- **任务要求**
请收集下列条目中所有含有字符串“plank”的行，逐行照录。

图像框标注记录:
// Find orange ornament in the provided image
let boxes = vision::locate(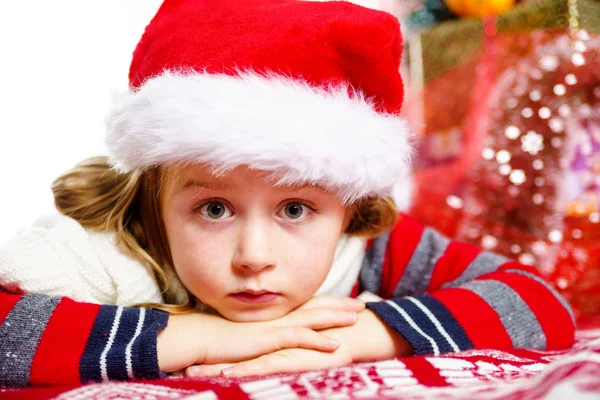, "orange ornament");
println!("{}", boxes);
[445,0,515,18]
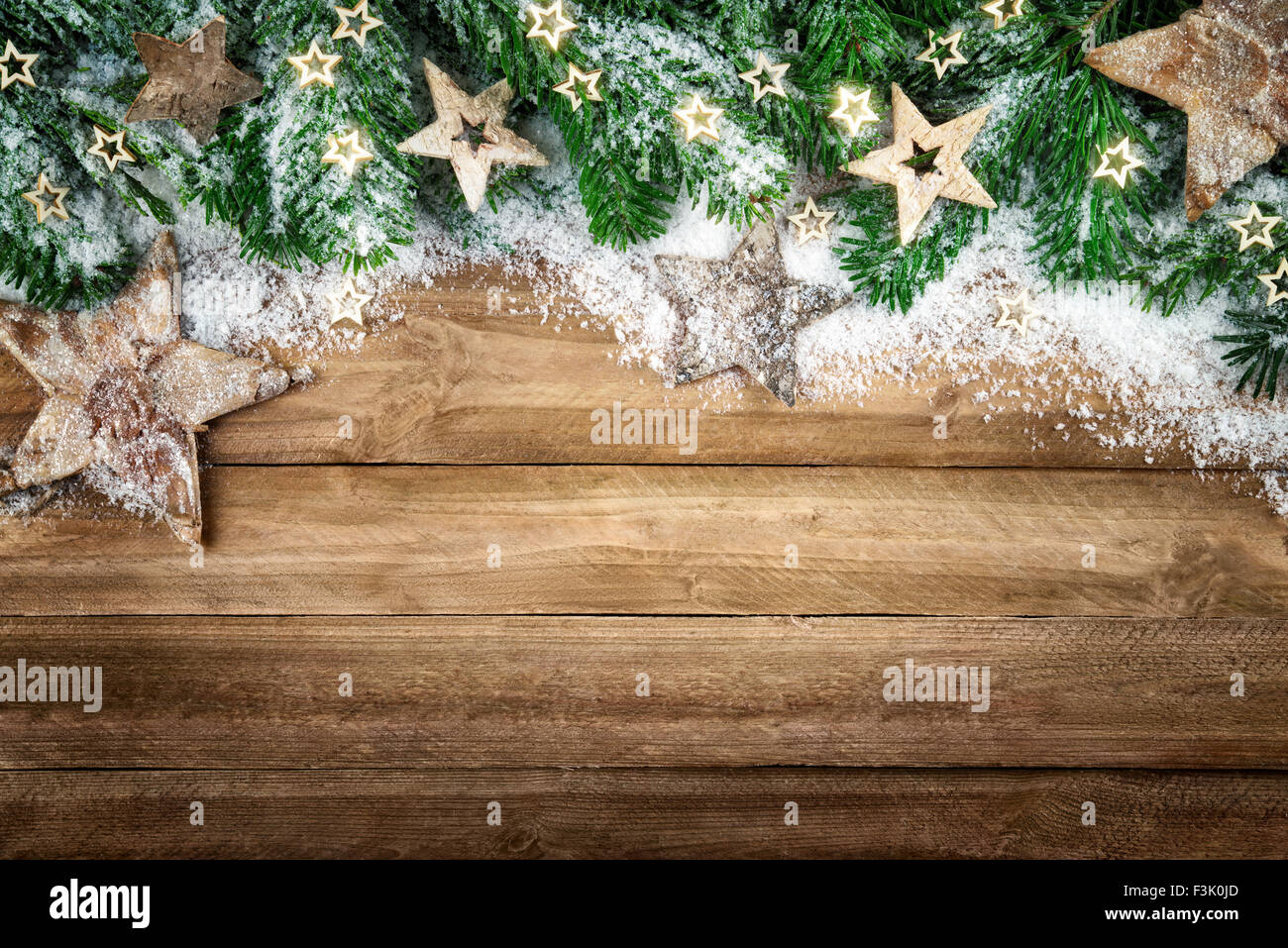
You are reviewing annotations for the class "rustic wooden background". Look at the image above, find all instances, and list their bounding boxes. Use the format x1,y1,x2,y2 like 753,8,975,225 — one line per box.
0,263,1288,857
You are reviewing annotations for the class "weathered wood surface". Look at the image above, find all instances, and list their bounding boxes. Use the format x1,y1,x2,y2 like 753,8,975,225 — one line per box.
0,768,1288,858
0,617,1288,769
0,467,1288,617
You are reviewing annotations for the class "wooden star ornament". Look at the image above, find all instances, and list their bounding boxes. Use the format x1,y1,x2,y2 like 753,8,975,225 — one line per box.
0,233,290,544
398,59,549,211
654,222,849,406
125,17,265,145
1086,0,1288,220
844,85,997,245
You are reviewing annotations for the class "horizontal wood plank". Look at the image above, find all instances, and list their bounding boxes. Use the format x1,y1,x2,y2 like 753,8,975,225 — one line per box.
0,267,1246,468
0,768,1288,859
0,617,1288,769
0,467,1288,617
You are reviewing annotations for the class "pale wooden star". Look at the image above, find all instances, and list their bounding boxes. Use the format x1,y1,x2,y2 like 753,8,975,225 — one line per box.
787,197,836,245
1085,0,1288,220
22,171,71,224
125,17,265,145
828,85,877,138
89,125,136,174
738,52,790,102
654,222,849,406
993,290,1042,336
322,129,376,177
331,0,385,47
527,0,577,49
554,63,604,112
1257,258,1288,306
0,233,290,544
845,85,997,244
1092,138,1145,188
1231,203,1284,254
671,93,724,142
326,277,375,329
398,59,549,211
917,30,969,78
0,40,40,91
286,40,344,89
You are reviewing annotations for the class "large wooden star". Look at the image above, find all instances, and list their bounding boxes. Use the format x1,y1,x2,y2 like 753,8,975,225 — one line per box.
1086,0,1288,220
0,233,290,544
654,222,850,406
125,17,265,145
844,85,997,244
398,59,549,211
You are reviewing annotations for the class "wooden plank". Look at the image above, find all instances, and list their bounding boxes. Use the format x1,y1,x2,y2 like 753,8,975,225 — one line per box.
0,768,1288,859
0,617,1288,769
0,269,1246,468
0,467,1288,617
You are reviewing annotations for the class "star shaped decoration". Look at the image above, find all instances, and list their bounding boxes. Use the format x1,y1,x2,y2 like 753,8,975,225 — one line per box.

- **回答内容**
You are reviewing annotations for the class "horizontal wood plank". Look at the image above, find all instances, and list their bounding boxes. Use the format x1,y1,x2,y2 like 753,8,975,225 — one line per box.
You are reviewing annotations for the class "wooden plank". Look at the image above, find all instances, and list their bounding boxes. Use the format x1,y1,x2,y2 like 753,8,975,225 — one line per box.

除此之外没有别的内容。